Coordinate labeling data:
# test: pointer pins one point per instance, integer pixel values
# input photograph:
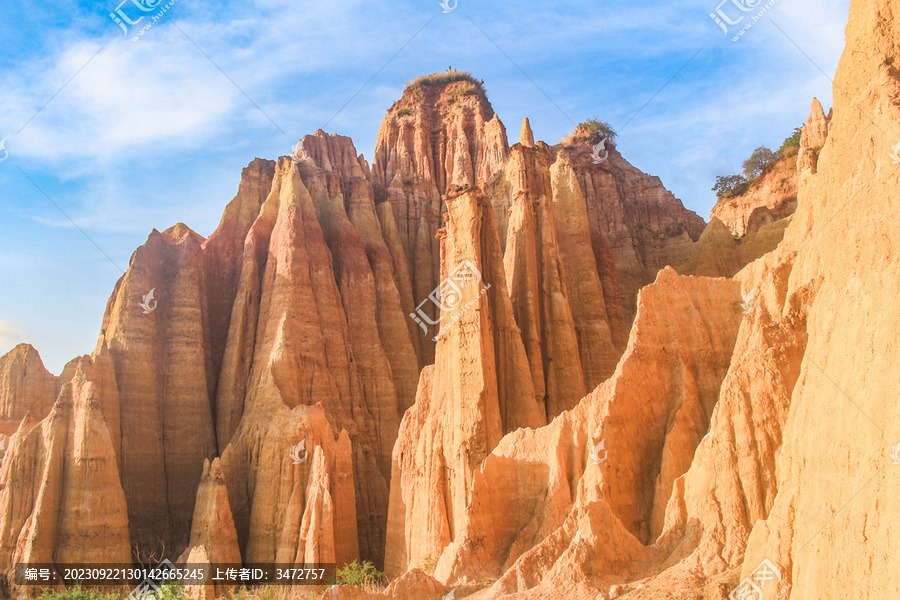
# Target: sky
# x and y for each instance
(109, 131)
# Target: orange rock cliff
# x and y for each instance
(496, 371)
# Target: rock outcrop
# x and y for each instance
(437, 135)
(61, 498)
(478, 389)
(642, 223)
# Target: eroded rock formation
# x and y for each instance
(282, 396)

* **JOB**
Render the items above as a two-column CSV with the columns "query" and "coordinates", one row per item, putting each item's text and its answer in a single quoted field apiece and turning any line breaks into spaces. Leave the pictures out.

* **FINAL ANSWER**
query,coordinates
"# test: pointer pins one point per instance, integer pixel values # input photograph: # Target: sky # x and y for each instance","(109, 131)"
"# Target: orange rock cliff # x and y for each instance","(496, 371)"
"# Target: rock outcrop # x and y for each instance","(437, 135) (61, 498) (478, 389) (642, 223)"
"# Target: eroded rock formation # x and y for each instance","(282, 396)"